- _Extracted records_
↓
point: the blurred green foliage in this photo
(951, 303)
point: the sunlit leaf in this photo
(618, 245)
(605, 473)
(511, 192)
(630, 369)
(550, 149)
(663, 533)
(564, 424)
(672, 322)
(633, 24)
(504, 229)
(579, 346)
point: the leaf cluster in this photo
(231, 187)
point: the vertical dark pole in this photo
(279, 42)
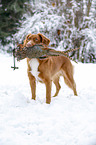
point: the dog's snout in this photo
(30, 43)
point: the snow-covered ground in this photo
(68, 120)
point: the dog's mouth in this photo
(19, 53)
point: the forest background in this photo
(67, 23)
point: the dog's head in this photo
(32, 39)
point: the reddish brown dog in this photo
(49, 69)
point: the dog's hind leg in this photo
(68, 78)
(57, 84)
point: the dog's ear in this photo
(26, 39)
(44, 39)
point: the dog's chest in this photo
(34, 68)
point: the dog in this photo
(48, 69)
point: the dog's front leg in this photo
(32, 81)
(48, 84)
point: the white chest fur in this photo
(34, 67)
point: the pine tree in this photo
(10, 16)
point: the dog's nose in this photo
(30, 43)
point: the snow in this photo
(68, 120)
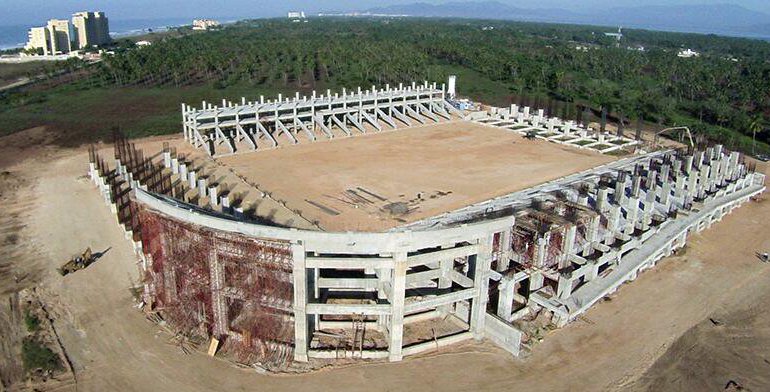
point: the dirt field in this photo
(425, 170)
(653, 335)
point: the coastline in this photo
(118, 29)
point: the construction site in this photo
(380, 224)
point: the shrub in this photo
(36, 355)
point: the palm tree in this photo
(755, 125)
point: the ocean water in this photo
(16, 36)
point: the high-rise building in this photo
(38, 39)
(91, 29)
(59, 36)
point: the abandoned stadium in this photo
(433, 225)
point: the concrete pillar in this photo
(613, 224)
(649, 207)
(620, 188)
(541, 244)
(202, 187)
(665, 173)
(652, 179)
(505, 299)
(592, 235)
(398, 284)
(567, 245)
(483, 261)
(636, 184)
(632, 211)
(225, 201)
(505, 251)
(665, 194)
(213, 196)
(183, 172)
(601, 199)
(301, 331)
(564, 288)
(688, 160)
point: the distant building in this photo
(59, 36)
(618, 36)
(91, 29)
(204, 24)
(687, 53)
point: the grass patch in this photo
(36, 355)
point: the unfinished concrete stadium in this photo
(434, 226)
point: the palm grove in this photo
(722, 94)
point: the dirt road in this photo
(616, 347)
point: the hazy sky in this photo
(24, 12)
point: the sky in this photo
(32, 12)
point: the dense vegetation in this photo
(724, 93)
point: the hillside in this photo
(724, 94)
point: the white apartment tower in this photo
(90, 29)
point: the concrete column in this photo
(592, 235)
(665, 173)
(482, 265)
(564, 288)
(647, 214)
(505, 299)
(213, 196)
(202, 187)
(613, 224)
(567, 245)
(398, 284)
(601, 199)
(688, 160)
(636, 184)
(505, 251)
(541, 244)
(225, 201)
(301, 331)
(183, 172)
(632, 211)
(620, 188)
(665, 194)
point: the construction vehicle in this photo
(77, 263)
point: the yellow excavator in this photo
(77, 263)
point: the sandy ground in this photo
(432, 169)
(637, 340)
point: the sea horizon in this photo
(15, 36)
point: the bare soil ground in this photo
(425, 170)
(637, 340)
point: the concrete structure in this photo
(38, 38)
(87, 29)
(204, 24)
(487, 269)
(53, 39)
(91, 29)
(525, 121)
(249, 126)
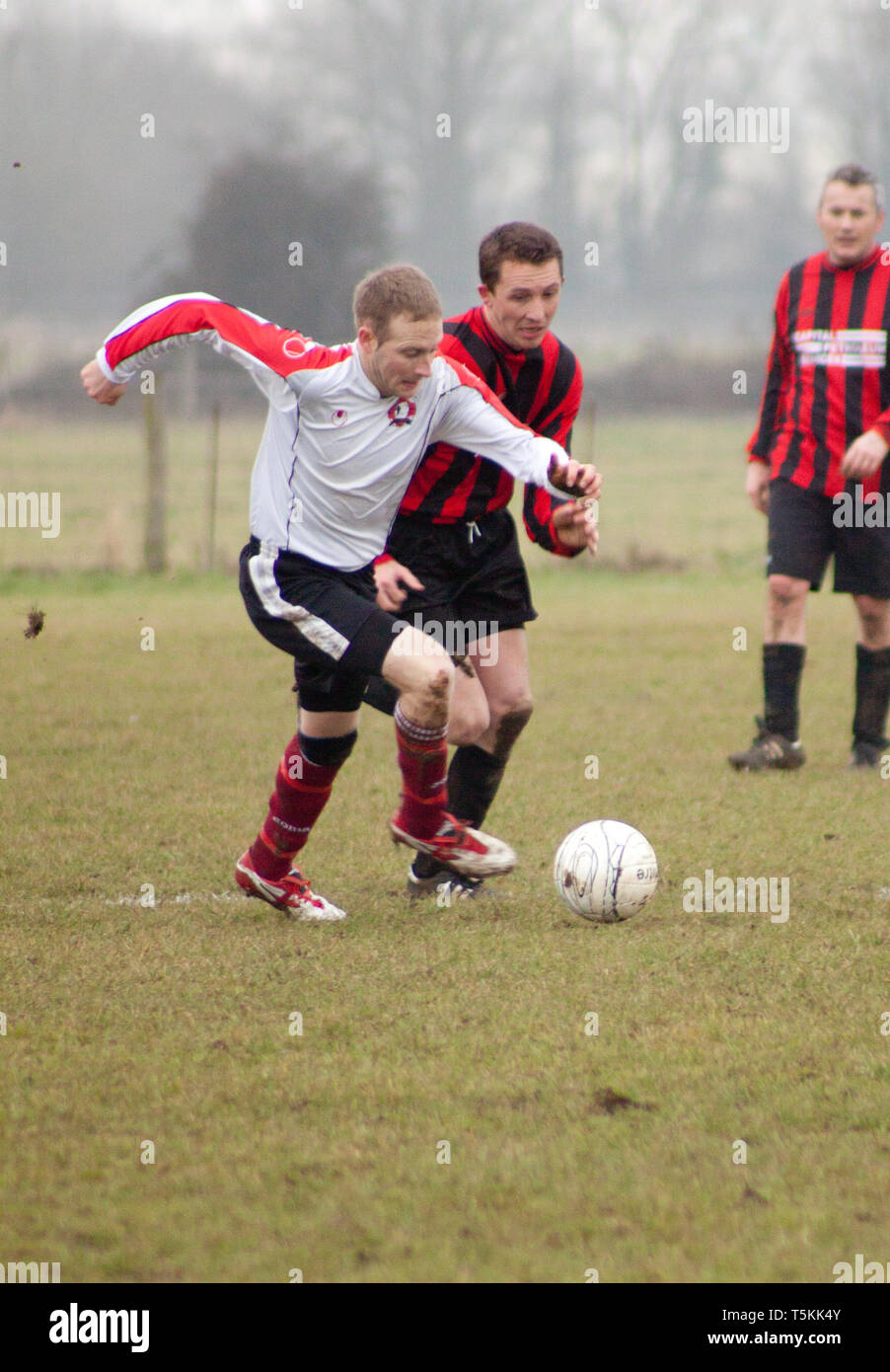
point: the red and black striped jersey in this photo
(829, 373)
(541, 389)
↑
↓
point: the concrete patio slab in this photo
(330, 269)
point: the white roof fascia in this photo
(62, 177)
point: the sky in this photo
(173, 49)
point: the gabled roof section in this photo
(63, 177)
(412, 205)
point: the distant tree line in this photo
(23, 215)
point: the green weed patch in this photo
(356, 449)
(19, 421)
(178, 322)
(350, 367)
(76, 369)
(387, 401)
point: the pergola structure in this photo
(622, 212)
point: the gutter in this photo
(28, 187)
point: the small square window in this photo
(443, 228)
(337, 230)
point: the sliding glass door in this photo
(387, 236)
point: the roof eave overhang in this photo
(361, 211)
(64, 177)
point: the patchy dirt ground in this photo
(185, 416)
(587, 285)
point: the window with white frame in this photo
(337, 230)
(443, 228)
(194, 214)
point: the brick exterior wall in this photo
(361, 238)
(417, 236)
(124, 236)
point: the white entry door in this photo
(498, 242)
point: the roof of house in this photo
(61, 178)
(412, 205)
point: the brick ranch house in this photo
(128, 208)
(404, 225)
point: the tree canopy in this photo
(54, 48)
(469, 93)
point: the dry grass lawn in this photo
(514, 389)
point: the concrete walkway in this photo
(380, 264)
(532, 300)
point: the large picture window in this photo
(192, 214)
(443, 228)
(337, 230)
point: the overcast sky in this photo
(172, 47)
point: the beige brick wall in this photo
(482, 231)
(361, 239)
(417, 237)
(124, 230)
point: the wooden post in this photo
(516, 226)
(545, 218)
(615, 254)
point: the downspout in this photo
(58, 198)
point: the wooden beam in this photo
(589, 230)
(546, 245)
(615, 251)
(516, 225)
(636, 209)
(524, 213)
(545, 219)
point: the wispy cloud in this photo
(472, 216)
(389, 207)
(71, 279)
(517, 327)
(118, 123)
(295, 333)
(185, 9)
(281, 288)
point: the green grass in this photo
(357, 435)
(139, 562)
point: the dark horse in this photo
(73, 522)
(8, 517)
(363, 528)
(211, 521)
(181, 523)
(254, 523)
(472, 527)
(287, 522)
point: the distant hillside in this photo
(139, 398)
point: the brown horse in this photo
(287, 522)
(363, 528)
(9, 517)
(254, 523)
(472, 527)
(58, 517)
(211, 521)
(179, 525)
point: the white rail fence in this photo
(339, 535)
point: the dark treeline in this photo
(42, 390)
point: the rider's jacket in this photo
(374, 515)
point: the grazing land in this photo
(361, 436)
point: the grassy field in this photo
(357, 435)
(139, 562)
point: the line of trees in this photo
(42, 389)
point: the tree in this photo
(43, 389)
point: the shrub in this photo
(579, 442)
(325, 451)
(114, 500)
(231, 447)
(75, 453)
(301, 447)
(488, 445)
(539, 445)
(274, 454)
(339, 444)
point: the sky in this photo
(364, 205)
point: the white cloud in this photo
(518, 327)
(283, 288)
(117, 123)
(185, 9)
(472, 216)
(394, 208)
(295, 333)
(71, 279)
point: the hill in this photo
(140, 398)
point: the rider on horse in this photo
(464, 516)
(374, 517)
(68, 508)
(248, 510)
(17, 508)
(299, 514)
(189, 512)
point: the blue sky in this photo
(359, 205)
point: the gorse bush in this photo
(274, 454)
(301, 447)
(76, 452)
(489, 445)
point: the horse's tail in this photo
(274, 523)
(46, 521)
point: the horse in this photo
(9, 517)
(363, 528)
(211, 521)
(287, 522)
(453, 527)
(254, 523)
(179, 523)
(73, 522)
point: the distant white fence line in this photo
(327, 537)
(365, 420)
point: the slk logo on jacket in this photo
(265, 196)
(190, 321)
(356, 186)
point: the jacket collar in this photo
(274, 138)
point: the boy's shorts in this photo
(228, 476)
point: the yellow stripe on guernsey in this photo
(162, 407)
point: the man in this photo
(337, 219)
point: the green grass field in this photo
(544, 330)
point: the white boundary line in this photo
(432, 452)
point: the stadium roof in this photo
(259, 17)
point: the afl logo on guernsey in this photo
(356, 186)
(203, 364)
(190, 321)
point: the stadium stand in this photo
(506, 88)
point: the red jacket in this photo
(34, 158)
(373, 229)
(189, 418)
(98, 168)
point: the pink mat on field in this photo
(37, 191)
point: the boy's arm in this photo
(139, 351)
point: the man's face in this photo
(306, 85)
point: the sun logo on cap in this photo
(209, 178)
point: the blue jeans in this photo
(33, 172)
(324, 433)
↑
- _SET TASK_
Count the lines in the extracted records that contain the word "dark", and give only the number.

- _RESPONSE TO THIS TASK_
3